== YOUR INSTRUCTIONS ==
Reproduce all the entries exactly.

Labeled-object pointing entries:
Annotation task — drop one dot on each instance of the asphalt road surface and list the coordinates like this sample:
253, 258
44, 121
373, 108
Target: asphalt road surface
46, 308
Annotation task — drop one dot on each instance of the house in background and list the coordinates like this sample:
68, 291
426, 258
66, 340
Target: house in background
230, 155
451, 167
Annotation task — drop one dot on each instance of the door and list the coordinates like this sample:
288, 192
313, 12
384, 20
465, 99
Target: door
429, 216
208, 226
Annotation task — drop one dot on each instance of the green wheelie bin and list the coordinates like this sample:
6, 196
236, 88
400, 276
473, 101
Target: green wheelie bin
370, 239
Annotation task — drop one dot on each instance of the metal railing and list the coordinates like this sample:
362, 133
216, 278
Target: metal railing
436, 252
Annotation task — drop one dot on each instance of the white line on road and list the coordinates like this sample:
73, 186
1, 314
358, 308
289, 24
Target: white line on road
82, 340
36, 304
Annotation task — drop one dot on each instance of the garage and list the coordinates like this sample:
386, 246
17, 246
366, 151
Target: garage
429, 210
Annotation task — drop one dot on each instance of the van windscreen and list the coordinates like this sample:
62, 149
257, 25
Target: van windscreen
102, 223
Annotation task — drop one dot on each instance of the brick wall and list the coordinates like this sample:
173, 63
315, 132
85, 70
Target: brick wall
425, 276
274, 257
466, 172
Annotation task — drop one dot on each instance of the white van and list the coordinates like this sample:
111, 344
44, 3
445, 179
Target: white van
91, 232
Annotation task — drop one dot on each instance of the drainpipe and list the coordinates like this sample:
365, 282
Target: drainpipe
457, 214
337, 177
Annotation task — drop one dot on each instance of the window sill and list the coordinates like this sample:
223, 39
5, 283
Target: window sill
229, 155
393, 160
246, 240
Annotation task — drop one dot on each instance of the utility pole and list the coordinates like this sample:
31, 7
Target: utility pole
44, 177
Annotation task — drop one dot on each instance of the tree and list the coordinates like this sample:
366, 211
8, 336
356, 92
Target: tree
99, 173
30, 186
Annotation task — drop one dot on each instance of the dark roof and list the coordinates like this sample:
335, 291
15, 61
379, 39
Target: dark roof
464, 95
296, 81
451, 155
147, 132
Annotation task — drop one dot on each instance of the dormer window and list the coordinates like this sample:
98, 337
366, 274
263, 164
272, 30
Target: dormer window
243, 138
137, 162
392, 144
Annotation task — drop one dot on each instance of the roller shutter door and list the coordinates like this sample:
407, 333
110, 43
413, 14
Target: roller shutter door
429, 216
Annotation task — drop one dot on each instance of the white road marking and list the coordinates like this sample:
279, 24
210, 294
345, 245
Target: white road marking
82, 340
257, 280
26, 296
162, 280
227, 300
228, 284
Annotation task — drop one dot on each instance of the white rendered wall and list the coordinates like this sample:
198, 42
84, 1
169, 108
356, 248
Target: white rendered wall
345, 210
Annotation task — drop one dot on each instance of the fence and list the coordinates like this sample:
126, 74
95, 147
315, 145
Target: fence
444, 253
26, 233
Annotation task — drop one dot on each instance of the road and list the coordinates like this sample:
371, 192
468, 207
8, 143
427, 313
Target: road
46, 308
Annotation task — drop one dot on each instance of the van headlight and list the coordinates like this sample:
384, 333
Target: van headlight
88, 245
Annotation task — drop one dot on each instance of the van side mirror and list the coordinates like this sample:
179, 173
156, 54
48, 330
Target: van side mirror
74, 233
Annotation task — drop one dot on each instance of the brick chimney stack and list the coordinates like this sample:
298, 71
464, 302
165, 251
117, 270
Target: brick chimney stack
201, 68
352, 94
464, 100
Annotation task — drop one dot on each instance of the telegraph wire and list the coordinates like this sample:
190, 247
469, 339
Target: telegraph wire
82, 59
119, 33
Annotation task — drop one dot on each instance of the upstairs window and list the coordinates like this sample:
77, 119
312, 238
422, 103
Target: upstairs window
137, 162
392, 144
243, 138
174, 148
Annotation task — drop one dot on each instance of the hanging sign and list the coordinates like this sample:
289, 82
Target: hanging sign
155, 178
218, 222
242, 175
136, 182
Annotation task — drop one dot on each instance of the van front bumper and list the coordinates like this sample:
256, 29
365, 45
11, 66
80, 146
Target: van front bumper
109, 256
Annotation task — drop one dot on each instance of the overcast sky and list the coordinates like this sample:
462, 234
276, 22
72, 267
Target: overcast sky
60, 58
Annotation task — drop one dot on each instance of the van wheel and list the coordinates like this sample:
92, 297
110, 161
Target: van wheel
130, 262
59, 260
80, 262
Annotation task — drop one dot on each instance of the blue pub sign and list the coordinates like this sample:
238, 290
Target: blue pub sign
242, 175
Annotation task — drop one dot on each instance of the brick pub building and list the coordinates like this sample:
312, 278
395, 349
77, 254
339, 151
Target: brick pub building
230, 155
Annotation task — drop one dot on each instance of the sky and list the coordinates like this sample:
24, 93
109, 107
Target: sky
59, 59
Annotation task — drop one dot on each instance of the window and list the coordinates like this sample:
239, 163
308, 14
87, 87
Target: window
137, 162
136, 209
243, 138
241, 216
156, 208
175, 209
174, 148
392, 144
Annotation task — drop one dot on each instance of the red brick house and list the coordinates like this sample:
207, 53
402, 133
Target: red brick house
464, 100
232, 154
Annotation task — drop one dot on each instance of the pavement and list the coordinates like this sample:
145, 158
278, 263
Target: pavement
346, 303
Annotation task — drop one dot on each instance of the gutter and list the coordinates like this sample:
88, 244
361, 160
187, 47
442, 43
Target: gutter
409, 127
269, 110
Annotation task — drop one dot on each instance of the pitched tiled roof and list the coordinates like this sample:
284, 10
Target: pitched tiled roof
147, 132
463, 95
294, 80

== THE REPLY ==
Annotation task — drop one dot on each instance of the asphalt road surface and list the coordinates like this sample:
253, 258
44, 121
373, 108
Target: asphalt road surface
46, 308
Annotation task — drop one dot on each instance of the house in background and list the coordinates like this sample:
68, 291
426, 258
66, 340
Target: house in background
230, 155
451, 167
Annotation task — drop one dot on each instance of the door and list the coordinates like this sample:
288, 192
313, 12
384, 20
465, 99
Target: door
429, 216
208, 226
Annotation task — drop one dot on each instance of the green wheelie bin and list the coordinates like this sample:
6, 196
236, 88
400, 276
473, 101
Target: green wheelie bin
370, 239
Annotation task — drop one dot on each instance of the metal railing and list the coordinates like this sample:
362, 133
216, 278
Target: metal railing
436, 252
Annotation task — drop one dot on each instance of the white line on road and list the coordinates like this sample:
73, 186
1, 314
358, 308
289, 24
Target: white line on road
82, 340
36, 304
Annotation task — drop one dot on each instance of the garage and list the coordinates like this sample:
386, 246
17, 246
366, 151
Target: garage
429, 210
Annotation task — drop one dot on each instance of the van windscreen and list the coordinates like this sample:
62, 149
257, 25
Target: van windscreen
102, 223
Annotation task — drop one dot on each instance of the brick wall and list the coordinates like this sample:
173, 63
315, 132
85, 70
Target: brick wall
425, 276
274, 257
466, 172
Annotation task — drop one dot on each instance of the white van and list the coordinates like this sample:
111, 344
44, 3
445, 179
Target: white van
91, 232
Annotation task — drop one dot on each instance of the drainpipe and list the coordinates like this sample:
365, 282
Target: drainpipe
457, 214
337, 177
Annotation task — drop one dot on each instance of the window sill and list the coordinates like this sample:
223, 39
5, 283
Target: window sill
229, 155
393, 160
246, 240
Annotation task — drop one dot on each instance of the utility pole and list the coordinates like this sample:
31, 7
Target: utility pole
44, 177
Annotation task — drop one dot on each instance of the tree and list the coordinates like this sample:
366, 211
8, 336
356, 92
Target: tree
99, 173
30, 186
Annotation task — drop one dot on each instance of the dark roof and list the coordinates like this sample:
335, 291
15, 61
379, 39
Target: dark roof
464, 95
296, 81
451, 155
147, 132
Annotation task — drop one dot on each instance of the dormer window and list the coordinates like this sample:
98, 337
366, 274
263, 164
272, 30
Target: dormer window
243, 138
137, 162
392, 144
Annotation task — drop one dot on each instance of the roller shutter door and list the coordinates like this sample:
407, 333
110, 43
413, 14
Target: roller shutter door
429, 216
Annotation task — drop one dot on each instance of the white road marking and list the coordinates like this sample:
279, 24
210, 294
345, 245
Target: white road marking
82, 340
257, 280
26, 296
162, 280
227, 300
228, 284
Annotation task — drop one dot on each instance of the white rendered wall and list the coordinates like this sample:
198, 42
84, 1
169, 108
356, 248
Target: white rendered wall
345, 210
Annotation task — drop one dot on each instance of the fence and list the coordinates like this sample:
126, 74
95, 147
315, 145
Target: fence
444, 253
26, 233
Annotation task — drop one dot on each instance of the road and list the coordinates like this sample:
371, 192
468, 207
8, 143
427, 313
Target: road
46, 308
Annotation task — drop one dot on each instance of the van headlight and list the coordinates like this sample:
384, 333
Target: van headlight
88, 245
Annotation task — drop one dot on each instance of the van side mirror and list the coordinates like this sample:
179, 173
156, 54
48, 330
Target: van side mirror
74, 233
Annotation task — drop one dot on each instance of the brick chimney stack and list the coordinates like this sample:
298, 71
464, 302
165, 251
117, 270
Target: brick chimney stack
201, 68
352, 94
464, 100
Annotation task — drop one dot on each instance of the telegraph wire and list the coordinates like this sample:
190, 247
469, 339
Target: telegraph wire
82, 59
119, 33
Annotation task — drop one dot on each instance of the upstairs window and list the coordinates like this sample:
77, 119
312, 238
422, 103
Target: upstairs window
137, 162
392, 144
243, 138
174, 148
Annotation task — drop one dot on each instance of the hanging sign and list the coordinates like this sample:
289, 82
Target: hanging sign
155, 178
218, 222
242, 175
136, 182
Annotation task — drop one dot on each instance of the van front bumper and list the coordinates like this sample:
256, 29
365, 45
11, 66
80, 146
Target: van front bumper
109, 256
Annotation task — drop one dot on each instance of the overcast sky and list the coordinates like this sample:
462, 234
276, 22
72, 267
Target: overcast sky
60, 58
Annotation task — drop one dot on each instance of the van wheel and list the coordinates like this sample:
92, 297
110, 161
Target: van wheel
130, 262
59, 260
80, 262
Annotation task — drop one dot on each instance of the blue pub sign and list the coordinates like this sample:
238, 290
Target: blue pub sign
242, 175
Annotation task — drop one dot on each instance of the brick pub building and list the coordinates like this sample:
312, 278
395, 349
77, 254
339, 151
Target: brick pub building
230, 155
Annotation task — drop one dot on each instance of the sky and list the coordinates like this sample:
24, 93
109, 107
Target: sky
59, 59
Annotation task — drop one dot on each instance of the window and list the coordinates like this sample:
239, 163
308, 14
87, 87
Target: window
137, 162
136, 209
243, 138
241, 216
156, 208
175, 209
174, 148
392, 144
Annotation task — drop one dot on each instance of the red brick house and list the coordinates like this sample:
207, 53
402, 133
Target: red brick house
464, 100
232, 154
Annotation task — drop one dot on each instance of the pavement and list the coordinates like this sample:
145, 158
278, 263
Target: pavement
346, 303
Annotation task — drop one dot on each instance of the gutter and list the coordinates like this sample:
88, 244
361, 160
187, 47
442, 43
Target: gutter
409, 127
269, 110
Annotation task — drop one dot on each instance of the pitched tiled roof and list the coordinates like this sample:
284, 10
Target: pitched tiled roof
147, 132
463, 95
294, 80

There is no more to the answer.